◆ Prompt ◆
Write out the data once more, exactly as it reads.

◆ Data shown ◆
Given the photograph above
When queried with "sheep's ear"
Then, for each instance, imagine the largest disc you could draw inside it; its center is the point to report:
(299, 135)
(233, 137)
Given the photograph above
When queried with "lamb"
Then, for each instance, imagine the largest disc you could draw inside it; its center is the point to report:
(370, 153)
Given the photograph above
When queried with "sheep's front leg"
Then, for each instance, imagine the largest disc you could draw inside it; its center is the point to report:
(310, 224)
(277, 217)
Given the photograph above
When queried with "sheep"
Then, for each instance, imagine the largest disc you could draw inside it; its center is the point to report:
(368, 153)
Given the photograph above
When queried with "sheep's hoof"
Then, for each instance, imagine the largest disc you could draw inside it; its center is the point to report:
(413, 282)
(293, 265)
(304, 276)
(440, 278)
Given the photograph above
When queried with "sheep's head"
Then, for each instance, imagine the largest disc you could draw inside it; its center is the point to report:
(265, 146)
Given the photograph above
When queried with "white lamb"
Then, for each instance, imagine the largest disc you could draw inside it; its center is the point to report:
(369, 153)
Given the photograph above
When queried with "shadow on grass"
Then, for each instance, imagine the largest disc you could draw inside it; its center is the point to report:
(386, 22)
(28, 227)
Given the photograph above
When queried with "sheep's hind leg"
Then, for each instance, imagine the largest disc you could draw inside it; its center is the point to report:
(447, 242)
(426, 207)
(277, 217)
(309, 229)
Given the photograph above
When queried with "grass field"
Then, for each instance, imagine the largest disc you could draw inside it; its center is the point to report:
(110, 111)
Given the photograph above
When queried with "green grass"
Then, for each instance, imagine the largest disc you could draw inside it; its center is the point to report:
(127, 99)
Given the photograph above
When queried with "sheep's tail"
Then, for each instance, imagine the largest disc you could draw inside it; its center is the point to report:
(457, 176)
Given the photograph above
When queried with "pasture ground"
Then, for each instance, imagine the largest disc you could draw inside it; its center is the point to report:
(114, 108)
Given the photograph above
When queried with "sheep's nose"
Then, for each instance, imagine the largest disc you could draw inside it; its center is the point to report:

◆ Result for this exercise ◆
Given the photograph above
When queried with "sheep's ear"
Then, for each instance, imagine the largest disc you could draw inside it; its center is the point to report:
(299, 135)
(233, 137)
Given the photograph above
When queried with "lamb"
Then, for each instance, imagine the largest disc you could draw inside it; its center is the point to report:
(370, 153)
Given the photograph above
When queried with "sheep's front leg"
Then, for each instance, imagine the largest disc you could draw inside it; its center is the point to report:
(310, 224)
(277, 217)
Given the photograph above
When queried with "sheep"
Then, for each instance, imagine the largest disc you could draw inside it; its center is the point to report:
(368, 153)
Given the photograph above
When queried with "sheep's hoof"
Then, for each instance, imagine the largest disc you could draw inside it; its center is the point to report:
(413, 282)
(293, 265)
(304, 276)
(440, 278)
Given the photograph above
When queried with "sheep's head"
Then, for each instance, imagine the largest disc you could draw inside it; its center is the point to report:
(265, 146)
Given the photograph above
When queried with "white lamb"
Then, for each instance, imagine the largest disc you could draw inside it; its center is the point to report:
(369, 153)
Given the photograph above
When queried with "shadow on grass"
Then, for each instance, imagine the largest disc you could draw inside it; its center is the point to report:
(386, 22)
(28, 227)
Given the photograph above
When queried with "sheep's hind leg"
Then, for each instance, imagine the largest disc you could draw inside it; its center is the point to report:
(447, 242)
(426, 207)
(277, 217)
(309, 229)
Given the photograph above
When queried with "grass field"
Then, for each instance, imagine the largest disc you could draw inside it; its center is the point to report:
(110, 111)
Given the photograph above
When queried with "green grass"
Then, for each instance, imagine the largest disc you could draw inside it; its center is the point to report:
(127, 99)
Given the photograph above
When queried with "sheep's tail"
Then, for each instance, imagine the largest disc you could draw inside it; its center is the point to report:
(457, 176)
Given the photograph above
When queried with "pasture ground"
Then, for each instance, imagine the largest disc you could draw inside it; its center is the point to report:
(114, 108)
Given the photograph above
When queried with "sheep's nose"
Then, for each instance, imagine the largest disc you could draw inside it; its center is the point to report:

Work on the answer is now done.